» **PROBLEM**
Transcribe exactly, please, the lines from the one containing "Target: red brick building" through the end of the records below, and leave out the pictures.

» **INPUT RECORDS**
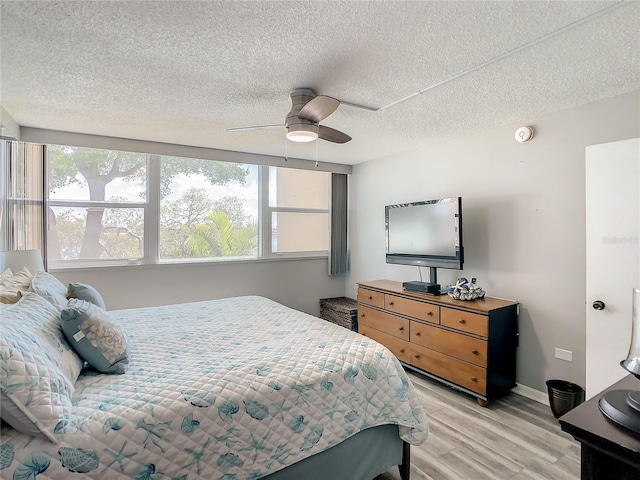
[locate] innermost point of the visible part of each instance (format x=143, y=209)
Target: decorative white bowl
x=465, y=290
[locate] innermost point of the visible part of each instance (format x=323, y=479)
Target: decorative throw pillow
x=12, y=285
x=49, y=287
x=97, y=338
x=86, y=292
x=38, y=370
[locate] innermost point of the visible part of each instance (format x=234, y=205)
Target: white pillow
x=49, y=287
x=12, y=285
x=38, y=369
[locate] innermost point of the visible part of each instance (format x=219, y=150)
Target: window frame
x=151, y=213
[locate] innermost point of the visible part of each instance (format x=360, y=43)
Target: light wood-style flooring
x=513, y=438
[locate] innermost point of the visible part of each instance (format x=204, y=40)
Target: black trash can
x=563, y=396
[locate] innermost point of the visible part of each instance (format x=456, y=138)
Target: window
x=208, y=209
x=112, y=207
x=299, y=210
x=97, y=204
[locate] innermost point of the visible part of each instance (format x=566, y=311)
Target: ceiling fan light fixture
x=302, y=133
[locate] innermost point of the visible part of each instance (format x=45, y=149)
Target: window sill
x=186, y=263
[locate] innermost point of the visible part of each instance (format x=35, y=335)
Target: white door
x=613, y=257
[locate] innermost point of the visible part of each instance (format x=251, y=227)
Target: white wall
x=523, y=215
x=299, y=284
x=8, y=125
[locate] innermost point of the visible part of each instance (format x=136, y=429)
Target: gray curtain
x=22, y=196
x=338, y=249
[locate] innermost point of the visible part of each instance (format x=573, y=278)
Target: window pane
x=95, y=233
x=300, y=232
x=94, y=174
x=291, y=188
x=208, y=209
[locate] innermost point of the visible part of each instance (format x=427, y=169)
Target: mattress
x=237, y=388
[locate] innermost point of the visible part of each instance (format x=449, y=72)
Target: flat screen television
x=425, y=234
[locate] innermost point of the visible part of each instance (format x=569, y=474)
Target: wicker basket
x=342, y=311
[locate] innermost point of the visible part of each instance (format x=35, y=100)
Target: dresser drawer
x=457, y=345
x=370, y=297
x=465, y=321
x=464, y=374
x=412, y=308
x=385, y=322
x=400, y=348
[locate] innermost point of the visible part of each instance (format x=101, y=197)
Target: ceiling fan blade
x=319, y=108
x=256, y=127
x=332, y=135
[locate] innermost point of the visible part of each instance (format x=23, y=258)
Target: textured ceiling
x=183, y=72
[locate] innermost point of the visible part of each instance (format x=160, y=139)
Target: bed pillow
x=49, y=287
x=38, y=369
x=12, y=285
x=98, y=339
x=86, y=292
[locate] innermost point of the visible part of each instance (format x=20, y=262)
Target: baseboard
x=532, y=393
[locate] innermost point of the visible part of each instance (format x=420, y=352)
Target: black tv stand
x=423, y=287
x=429, y=288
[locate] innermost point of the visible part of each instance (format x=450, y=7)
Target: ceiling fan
x=303, y=121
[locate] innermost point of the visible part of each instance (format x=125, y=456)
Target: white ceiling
x=183, y=72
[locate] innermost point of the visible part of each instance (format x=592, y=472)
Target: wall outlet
x=564, y=354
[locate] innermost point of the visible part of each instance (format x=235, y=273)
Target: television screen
x=425, y=234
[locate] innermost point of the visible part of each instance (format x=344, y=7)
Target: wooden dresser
x=469, y=345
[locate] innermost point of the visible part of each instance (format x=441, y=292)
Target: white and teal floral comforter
x=236, y=388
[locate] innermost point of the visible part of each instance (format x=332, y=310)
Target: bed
x=237, y=388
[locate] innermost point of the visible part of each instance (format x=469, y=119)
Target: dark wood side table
x=608, y=451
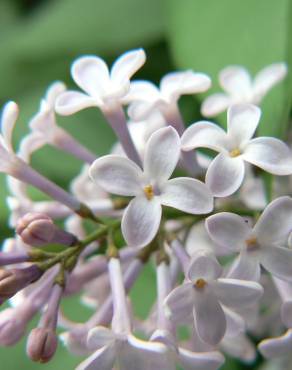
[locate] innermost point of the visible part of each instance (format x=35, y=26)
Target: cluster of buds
x=217, y=237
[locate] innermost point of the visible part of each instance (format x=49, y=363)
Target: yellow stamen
x=149, y=192
x=234, y=153
x=252, y=242
x=200, y=283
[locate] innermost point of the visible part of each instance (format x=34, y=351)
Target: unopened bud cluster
x=185, y=226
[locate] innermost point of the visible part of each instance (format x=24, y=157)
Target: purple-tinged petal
x=204, y=134
x=270, y=154
x=225, y=175
x=237, y=293
x=117, y=175
x=275, y=223
x=215, y=104
x=209, y=316
x=188, y=195
x=276, y=347
x=161, y=154
x=228, y=230
x=141, y=221
x=242, y=121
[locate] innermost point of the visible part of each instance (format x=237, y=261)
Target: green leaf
x=209, y=35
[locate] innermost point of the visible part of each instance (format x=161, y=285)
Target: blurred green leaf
x=209, y=35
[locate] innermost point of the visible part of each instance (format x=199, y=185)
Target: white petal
x=71, y=102
x=267, y=78
x=225, y=175
x=117, y=175
x=175, y=84
x=286, y=313
x=126, y=65
x=142, y=355
x=161, y=154
x=99, y=337
x=215, y=104
x=278, y=261
x=102, y=359
x=228, y=230
x=270, y=154
x=209, y=316
x=180, y=302
x=204, y=134
x=237, y=293
x=91, y=74
x=242, y=122
x=276, y=347
x=199, y=360
x=274, y=225
x=141, y=221
x=246, y=266
x=188, y=195
x=8, y=120
x=204, y=265
x=236, y=81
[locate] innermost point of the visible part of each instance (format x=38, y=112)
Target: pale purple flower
x=226, y=172
x=204, y=292
x=151, y=188
x=240, y=88
x=264, y=244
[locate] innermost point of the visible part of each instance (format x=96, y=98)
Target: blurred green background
x=39, y=39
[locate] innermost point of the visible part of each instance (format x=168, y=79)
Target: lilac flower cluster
x=221, y=248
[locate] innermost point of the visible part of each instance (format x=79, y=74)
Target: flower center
x=200, y=283
x=149, y=192
x=251, y=243
x=234, y=153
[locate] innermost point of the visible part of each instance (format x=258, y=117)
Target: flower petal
x=278, y=261
x=200, y=360
x=204, y=266
x=188, y=195
x=175, y=84
x=228, y=230
x=242, y=122
x=209, y=316
x=274, y=225
x=215, y=104
x=225, y=175
x=276, y=347
x=237, y=293
x=8, y=120
x=126, y=65
x=246, y=266
x=236, y=81
x=102, y=359
x=141, y=221
x=71, y=102
x=270, y=154
x=204, y=134
x=91, y=74
x=117, y=175
x=267, y=78
x=161, y=154
x=179, y=303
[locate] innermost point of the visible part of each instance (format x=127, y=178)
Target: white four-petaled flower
x=263, y=244
x=151, y=187
x=226, y=172
x=239, y=87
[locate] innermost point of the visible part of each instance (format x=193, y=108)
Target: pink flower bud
x=42, y=344
x=38, y=229
x=14, y=280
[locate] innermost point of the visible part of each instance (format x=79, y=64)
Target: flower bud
x=42, y=344
x=14, y=280
x=38, y=229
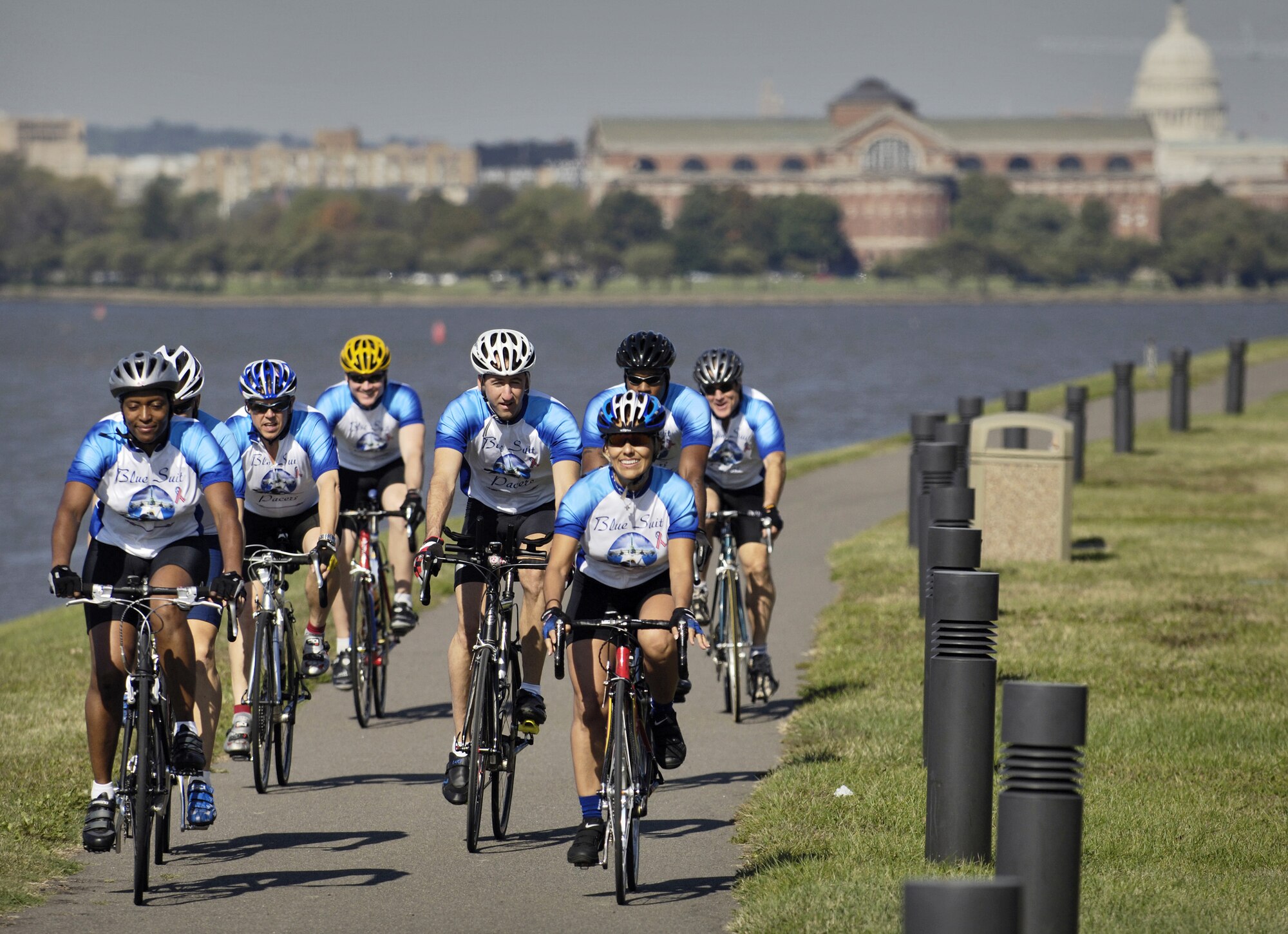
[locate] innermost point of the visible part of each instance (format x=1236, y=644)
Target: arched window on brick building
x=889, y=154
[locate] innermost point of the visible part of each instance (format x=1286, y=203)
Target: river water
x=837, y=374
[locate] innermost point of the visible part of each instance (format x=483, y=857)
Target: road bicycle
x=494, y=735
x=276, y=682
x=147, y=781
x=731, y=643
x=630, y=771
x=373, y=640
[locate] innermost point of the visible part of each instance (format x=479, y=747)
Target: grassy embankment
x=44, y=767
x=1179, y=632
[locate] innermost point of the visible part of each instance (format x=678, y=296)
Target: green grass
x=1179, y=632
x=44, y=765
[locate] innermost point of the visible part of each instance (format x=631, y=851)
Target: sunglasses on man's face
x=261, y=408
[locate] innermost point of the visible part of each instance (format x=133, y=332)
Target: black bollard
x=960, y=710
x=1179, y=405
x=961, y=906
x=923, y=431
x=1040, y=807
x=1125, y=409
x=1236, y=378
x=1076, y=412
x=1016, y=401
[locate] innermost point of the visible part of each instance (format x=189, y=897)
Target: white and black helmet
x=718, y=365
x=193, y=378
x=144, y=370
x=503, y=352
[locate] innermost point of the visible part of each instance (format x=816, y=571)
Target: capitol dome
x=1178, y=87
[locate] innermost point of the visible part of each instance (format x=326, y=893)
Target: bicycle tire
x=508, y=744
x=284, y=739
x=262, y=703
x=478, y=726
x=360, y=653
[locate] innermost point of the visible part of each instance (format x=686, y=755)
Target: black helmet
x=646, y=351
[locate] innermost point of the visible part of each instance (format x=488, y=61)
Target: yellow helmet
x=365, y=355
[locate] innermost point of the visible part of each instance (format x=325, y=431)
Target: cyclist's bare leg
x=211, y=692
x=589, y=718
x=400, y=553
x=469, y=602
x=530, y=625
x=661, y=667
x=175, y=642
x=106, y=690
x=761, y=588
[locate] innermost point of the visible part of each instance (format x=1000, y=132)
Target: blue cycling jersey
x=368, y=439
x=739, y=450
x=508, y=466
x=146, y=503
x=624, y=537
x=688, y=419
x=285, y=485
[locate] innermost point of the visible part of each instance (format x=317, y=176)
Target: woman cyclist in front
x=634, y=525
x=155, y=477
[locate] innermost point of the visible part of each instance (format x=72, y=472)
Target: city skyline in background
x=508, y=70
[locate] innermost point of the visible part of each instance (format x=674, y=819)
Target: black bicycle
x=494, y=735
x=630, y=771
x=147, y=780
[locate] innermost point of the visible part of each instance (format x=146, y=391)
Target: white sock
x=97, y=792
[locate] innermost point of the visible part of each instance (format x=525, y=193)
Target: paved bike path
x=364, y=839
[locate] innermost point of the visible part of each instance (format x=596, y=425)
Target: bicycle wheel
x=364, y=637
x=284, y=731
x=262, y=708
x=508, y=745
x=478, y=729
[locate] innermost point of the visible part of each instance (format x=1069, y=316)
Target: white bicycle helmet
x=503, y=352
x=144, y=370
x=193, y=378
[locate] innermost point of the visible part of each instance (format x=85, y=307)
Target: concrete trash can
x=1023, y=498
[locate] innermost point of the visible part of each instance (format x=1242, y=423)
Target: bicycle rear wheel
x=361, y=651
x=478, y=727
x=262, y=703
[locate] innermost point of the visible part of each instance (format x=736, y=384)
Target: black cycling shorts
x=111, y=565
x=280, y=531
x=745, y=528
x=485, y=525
x=592, y=600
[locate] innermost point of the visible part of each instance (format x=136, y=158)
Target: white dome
x=1178, y=87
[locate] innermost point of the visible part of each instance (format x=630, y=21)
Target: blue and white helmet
x=632, y=412
x=269, y=379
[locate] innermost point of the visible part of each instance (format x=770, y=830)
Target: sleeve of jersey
x=768, y=428
x=93, y=458
x=455, y=427
x=694, y=415
x=200, y=449
x=405, y=406
x=316, y=437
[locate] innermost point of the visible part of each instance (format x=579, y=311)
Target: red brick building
x=892, y=171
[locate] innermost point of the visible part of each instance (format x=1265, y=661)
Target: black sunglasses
x=261, y=408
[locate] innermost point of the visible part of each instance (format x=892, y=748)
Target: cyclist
x=154, y=475
x=630, y=529
x=204, y=622
x=381, y=441
x=516, y=453
x=293, y=494
x=746, y=471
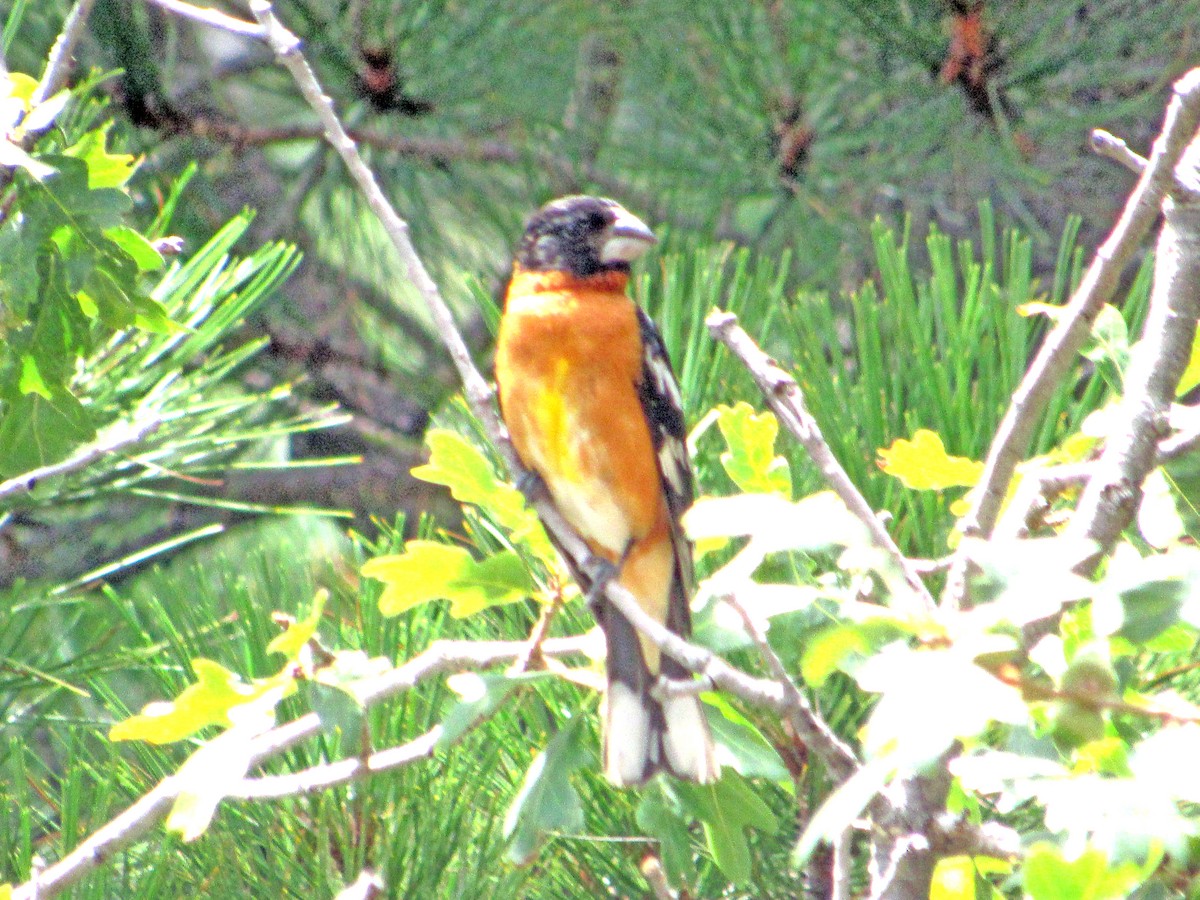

» **OUTPUT**
Target: red brick building
x=892, y=171
[locate] innermost point of the visible part of each instance (format x=1265, y=661)
Target: black sunglasses
x=261, y=408
[locate] innermost point of the visible part of each instance (format x=892, y=748)
Target: cyclist
x=154, y=475
x=630, y=529
x=204, y=622
x=381, y=441
x=516, y=453
x=293, y=494
x=746, y=471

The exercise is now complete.